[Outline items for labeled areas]
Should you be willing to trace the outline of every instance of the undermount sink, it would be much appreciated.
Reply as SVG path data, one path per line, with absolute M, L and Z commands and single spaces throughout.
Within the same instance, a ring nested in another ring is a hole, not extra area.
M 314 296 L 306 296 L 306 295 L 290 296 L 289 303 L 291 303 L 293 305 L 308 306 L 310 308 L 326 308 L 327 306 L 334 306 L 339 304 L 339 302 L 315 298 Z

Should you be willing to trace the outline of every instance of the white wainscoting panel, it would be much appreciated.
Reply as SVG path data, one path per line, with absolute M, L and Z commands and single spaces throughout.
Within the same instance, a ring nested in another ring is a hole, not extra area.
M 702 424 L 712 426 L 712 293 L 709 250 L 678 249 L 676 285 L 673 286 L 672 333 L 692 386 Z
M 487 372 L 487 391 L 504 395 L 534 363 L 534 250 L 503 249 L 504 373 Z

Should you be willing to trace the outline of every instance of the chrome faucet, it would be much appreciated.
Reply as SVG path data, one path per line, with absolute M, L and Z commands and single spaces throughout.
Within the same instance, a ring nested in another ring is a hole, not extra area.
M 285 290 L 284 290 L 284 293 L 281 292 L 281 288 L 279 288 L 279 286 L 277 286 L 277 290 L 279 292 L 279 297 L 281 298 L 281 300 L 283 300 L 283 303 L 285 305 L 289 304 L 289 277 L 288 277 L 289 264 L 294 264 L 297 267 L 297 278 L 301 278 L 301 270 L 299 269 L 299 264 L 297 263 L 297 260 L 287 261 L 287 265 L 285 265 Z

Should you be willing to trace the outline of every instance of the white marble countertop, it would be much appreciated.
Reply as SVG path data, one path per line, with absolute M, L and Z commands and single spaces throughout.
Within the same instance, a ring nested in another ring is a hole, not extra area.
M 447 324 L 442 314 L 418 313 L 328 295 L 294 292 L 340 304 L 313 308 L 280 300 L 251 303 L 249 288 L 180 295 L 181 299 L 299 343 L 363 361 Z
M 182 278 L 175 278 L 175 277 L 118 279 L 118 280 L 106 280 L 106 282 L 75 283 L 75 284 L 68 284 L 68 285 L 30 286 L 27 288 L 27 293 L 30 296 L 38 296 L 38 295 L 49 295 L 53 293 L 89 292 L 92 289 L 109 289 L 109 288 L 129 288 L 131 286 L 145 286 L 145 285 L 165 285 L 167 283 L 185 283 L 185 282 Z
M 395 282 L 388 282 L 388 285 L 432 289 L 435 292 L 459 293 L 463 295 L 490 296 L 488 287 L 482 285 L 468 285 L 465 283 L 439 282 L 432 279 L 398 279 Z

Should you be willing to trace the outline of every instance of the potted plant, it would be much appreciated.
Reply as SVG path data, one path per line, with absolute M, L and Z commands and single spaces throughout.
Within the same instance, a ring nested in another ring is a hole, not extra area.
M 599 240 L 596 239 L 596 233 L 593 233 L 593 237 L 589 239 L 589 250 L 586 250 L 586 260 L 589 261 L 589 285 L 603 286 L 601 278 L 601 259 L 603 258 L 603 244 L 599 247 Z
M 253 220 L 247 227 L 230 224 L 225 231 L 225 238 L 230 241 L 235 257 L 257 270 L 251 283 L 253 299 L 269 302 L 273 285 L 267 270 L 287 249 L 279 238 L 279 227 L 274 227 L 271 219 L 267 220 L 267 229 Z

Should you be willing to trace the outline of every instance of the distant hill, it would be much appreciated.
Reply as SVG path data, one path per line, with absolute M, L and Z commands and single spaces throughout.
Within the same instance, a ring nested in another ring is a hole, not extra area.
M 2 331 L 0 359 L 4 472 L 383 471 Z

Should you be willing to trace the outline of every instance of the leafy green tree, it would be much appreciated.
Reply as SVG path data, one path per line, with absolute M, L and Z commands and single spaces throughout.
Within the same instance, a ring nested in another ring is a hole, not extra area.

**Written task**
Copy all of the lines above word for word.

**Correct answer**
Should you be willing to trace the outline of every instance of the undermount sink, it would be much appreciated.
Reply as SVG path data, one path per line, with absolute M, L and Z commands and single spaces throughout.
Within the same instance, a ring nested in another ring is a hole, not extra area.
M 314 296 L 306 296 L 306 295 L 290 296 L 289 303 L 291 303 L 293 305 L 308 306 L 310 308 L 326 308 L 327 306 L 334 306 L 339 304 L 339 302 L 315 298 Z

Should you be willing to trace the outline of every instance of the white wainscoting panel, it would be much appreciated.
Reply as SVG path data, one path per line, with absolute M, L and Z commands and single spaces throughout.
Within the same instance, a ring nested in another ring is a hole, not extra area.
M 702 424 L 712 426 L 712 293 L 709 250 L 678 249 L 676 285 L 673 286 L 672 333 L 692 386 Z
M 487 372 L 487 391 L 504 395 L 534 363 L 534 250 L 503 249 L 504 373 Z

Should you be willing to trace the outline of every instance of the chrome faucet, it would be much appreciated.
Reply as SVG path data, one path per line, with absolute M, L and Z commands and single spaces throughout.
Within the same instance, a ring nested in another ring is a hole, not extra area.
M 285 290 L 284 290 L 284 293 L 281 292 L 281 288 L 279 288 L 279 286 L 277 286 L 277 290 L 279 292 L 279 297 L 281 298 L 281 300 L 283 300 L 283 303 L 285 305 L 289 304 L 289 277 L 288 277 L 289 264 L 294 264 L 297 267 L 297 278 L 301 278 L 301 270 L 299 269 L 299 264 L 297 263 L 297 260 L 287 261 L 287 265 L 285 265 Z

Should you be willing to trace the outline of every instance of the white marble countertop, it would be much appreciated.
Reply as SVG path data, one path per line, with absolute M, L and Z commands and single spaces throughout.
Within the same instance, a ring nested in another ring is a hole, not extra area.
M 447 324 L 442 314 L 418 313 L 328 295 L 294 292 L 340 304 L 313 308 L 280 300 L 251 303 L 249 288 L 180 295 L 181 299 L 299 343 L 363 361 Z
M 182 278 L 175 278 L 175 277 L 118 279 L 118 280 L 106 280 L 106 282 L 75 283 L 75 284 L 68 284 L 68 285 L 30 286 L 27 288 L 27 293 L 30 296 L 38 296 L 38 295 L 49 295 L 53 293 L 89 292 L 92 289 L 109 289 L 109 288 L 129 288 L 131 286 L 145 286 L 145 285 L 165 285 L 167 283 L 185 283 L 185 282 Z
M 395 282 L 388 282 L 388 285 L 432 289 L 435 292 L 459 293 L 463 295 L 490 296 L 488 287 L 482 285 L 468 285 L 465 283 L 439 282 L 432 279 L 398 279 Z

Should you be willing to trace the outline of every instance of the potted plant, it would be much appreciated.
Reply as SVG path data, one path per line, with absolute M, L and Z commands and single spaces throughout.
Within the same instance, a ring nested in another ring is a hole, not extra area.
M 599 240 L 596 239 L 596 233 L 593 233 L 593 237 L 589 239 L 589 250 L 586 250 L 586 260 L 589 261 L 589 285 L 603 286 L 601 278 L 601 259 L 603 258 L 603 244 L 599 247 Z
M 253 220 L 247 227 L 230 224 L 225 231 L 225 238 L 230 241 L 235 257 L 257 270 L 251 283 L 253 299 L 269 302 L 273 285 L 267 270 L 287 249 L 279 238 L 279 227 L 274 227 L 271 219 L 267 220 L 267 229 Z

Should you be willing to trace the outline of every instance of the distant hill, it would be much appreciated.
Reply as SVG path data, one path per line, with absolute M, L and Z commands and single spaces throughout.
Within the same instance, a ring nested in another ring is a hole, not extra area.
M 2 331 L 0 359 L 4 472 L 383 471 Z

Should you be willing to trace the outline of every instance of the leafy green tree, it would be much appreciated.
Reply as SVG path data, one path per line, with absolute M, L and Z commands and single spaces throughout.
Within the same instance, a ring nested in another ring is a hole, not extra area.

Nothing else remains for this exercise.